Top of Material for the task

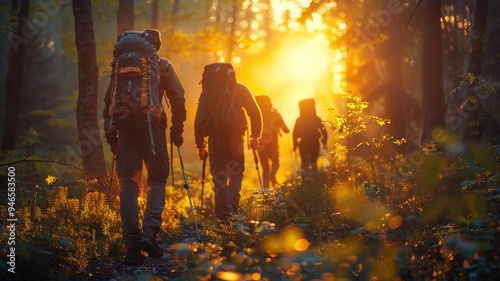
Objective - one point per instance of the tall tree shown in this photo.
(86, 108)
(14, 79)
(125, 16)
(475, 128)
(154, 14)
(432, 77)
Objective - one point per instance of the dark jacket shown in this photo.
(249, 105)
(171, 86)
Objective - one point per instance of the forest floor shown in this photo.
(163, 268)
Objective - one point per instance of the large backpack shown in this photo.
(220, 109)
(135, 82)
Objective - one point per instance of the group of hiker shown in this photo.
(135, 126)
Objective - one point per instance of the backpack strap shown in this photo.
(114, 64)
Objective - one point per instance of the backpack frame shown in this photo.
(135, 82)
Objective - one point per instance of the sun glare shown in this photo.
(304, 60)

Bottom of Material for the task

Exercise brief:
All entries need to be duplicated exactly, apart from the images.

Task result:
Objective - one point per instance of the tall tree shown in this photo.
(86, 108)
(14, 79)
(125, 16)
(475, 128)
(154, 14)
(432, 77)
Objective - one point per instance of the dark jacket shown in this photo.
(249, 105)
(171, 86)
Objective - one point per instance of the forest floor shown in this photo.
(163, 268)
Objective - one point per instance of the large backpack shown in this photo.
(220, 109)
(135, 82)
Objective - one point per instance of the group of hiker shown in this photo.
(135, 126)
Objective - one point per instance of the backpack strap shown in this photo.
(114, 64)
Objective - one point per instance of the backpack frame shown in this photo.
(135, 82)
Objective - one point per instance of the sun glare shown in this photo.
(304, 60)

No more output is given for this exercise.